This is a detailed, but only introductory, answer for those interested in a thorough study of Mormon doctrine. If you're just looking for a basic answer to "How are we saved?" I recommend Confutus' answer or some articles on Mormon.org.

In LDS theology, being saved is an ambiguous term. In the general sense, we are all saved through Christ's Atonement (His suffering, death, and resurrection). Everyone, even the wicked, will be resurrected so they can be brought back into the presence of God to be judged. Amulek explains this in the Book of Mormon, in Alma 11:40-41 (read through 45):

40 And he shall come into the world to redeem his people; and he shall take upon him the transgressions of those who believe on his name; and these are they that shall have eternal life, and salvation cometh to none else.

41 Therefore the wicked remain as though there had been no redemption made, except it be the loosing of the bands of death; for behold, the day cometh that all shall rise from the dead and stand before God, and be judged according to their works.

Here, there is clearly a distinction between the group that is resurrected (everyone), and the group that obtains eternal life (those who believe on His name).

The resurrection - being saved from the bands of death - is made possible because of Christ's resurrection and it is by His power that we are redeemed from the grave, as explained in D&C 88:14-17:

14 Now, verily I say unto you, that through the redemption which is made for you is brought to pass the resurrection from the dead.

15 And the spirit and the body are the soul of man.

16 And the resurrection from the dead is the redemption of the soul.

17 And the redemption of the soul is through him that quickeneth all things, in whose bosom it is decreed that the poor and the meek of the earth shall inherit it.

It goes on, referring to the new Earth in Revelation 21 you wrote about in your question:

18 Therefore, it must needs be sanctified from all unrighteousness, that it may be prepared for the celestial glory;

19 For after it hath filled the measure of its creation, it shall be crowned with glory, even with the presence of God the Father;

20 That bodies who are of the celestial kingdom may possess it forever and ever; for, for this intent was it made and created, and for this intent are they sanctified.

This is where we get to the specific meaning of the term "saved" like in your question: How do we obtain the celestial glory with which God lives?

Doctrine and Covenants 76 records a vision of who obtain the celestial kingdom:

50 And again we bear record—for we saw and heard, and this is the testimony of the gospel of Christ concerning them who shall come forth in the resurrection of the just—

51 They are they who received the testimony of Jesus, and believed on his name and were baptized after the manner of his burial, being buried in the water in his name, and this according to the commandment which he has given—

52 That by keeping the commandments they might be washed and cleansed from all their sins, and receive the Holy Spirit by the laying on of the hands of him who is ordained and sealed unto this power;

53 And who overcome by faith, and are sealed by the Holy Spirit of promise, which the Father sheds forth upon all those who are just and true.

(I've emphasized the saving ordinances referred to below.)
::::
## TASK INSTRUCTIONS:
**A)** Rewrite the passage on being saved in LDS teaching starting with "50 And again" and going on through "just and true.", changing "Holy Spirit" to "Holy Ghost".
**B)** In the passage on being saved in LDS teaching, who will be resurrected?
**C)** Take the passage on being saved in LDS teaching further from the point where it stops.

## DATA EXCERPT:
::::
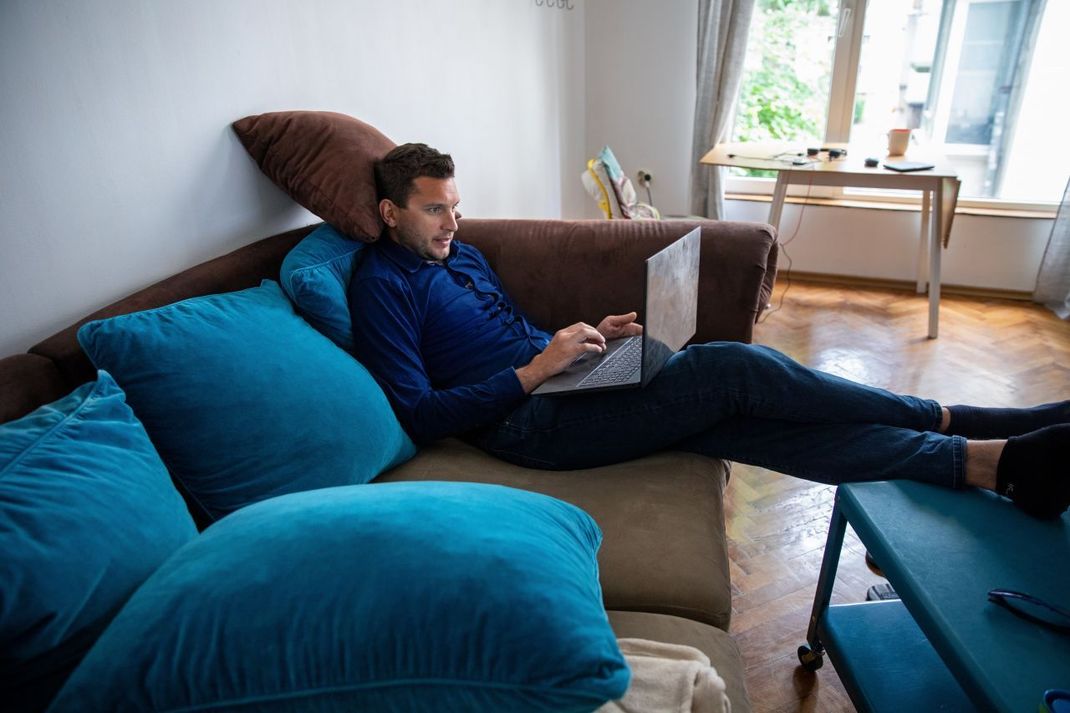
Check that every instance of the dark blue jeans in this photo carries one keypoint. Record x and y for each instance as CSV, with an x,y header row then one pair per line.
x,y
743,403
::::
## RESULTS:
**A)**
50 And again we bear record—for we saw and heard, and this is the testimony of the gospel of Christ concerning them who shall come forth in the resurrection of the just—

51 They are they who received the testimony of Jesus, and believed on his name and were baptized after the manner of his burial, being buried in the water in his name, and this according to the commandment which he has given—

52 That by keeping the commandments they might be washed and cleansed from all their sins, and receive the Holy Ghost by the laying on of the hands of him who is ordained and sealed unto this power;

53 And who overcome by faith, and are sealed by the Holy Ghost of promise, which the Father sheds forth upon all those who are just and true.

**B)** Everyone, even the wicked.

**C)**
Most of these characteristics (keeping commandments, receive the Holy Spirit, etc.) should be familiar with Christianity at large. Granted, "The Holy Spirit of promise" is probably an unfamiliar term, but its explanation would deserve its own question.

In any case, it's a tall order to qualify for this salvation, but it's nothing less than what would be expected of a God who wants us to reach our potential.

Requirements for salvation are not dependent on race or gender. They are universal no matter who, what, where, or when you are.

If you're a "non-Mormon" you are neither exempt nor disqualified for the celestial kingdom. It is not a matter of being a "good Mormon" or an active member of "the right church" (both are common phrases, but not with Latter-day Saints; they come off kind of snobby) to be saved, in that sense. It is more about receiving the necessary saving ordinances by proper authority by which we make sacred covenants.

So in practice, how is this achieved? By consistently being who/what we are trying to be come, by following the example of Jesus Christ and being sanctified by His Spirit. This is what Mormons focus on in daily life. And for those who haven't yet been baptized, there are the LDS missionaries to help with that.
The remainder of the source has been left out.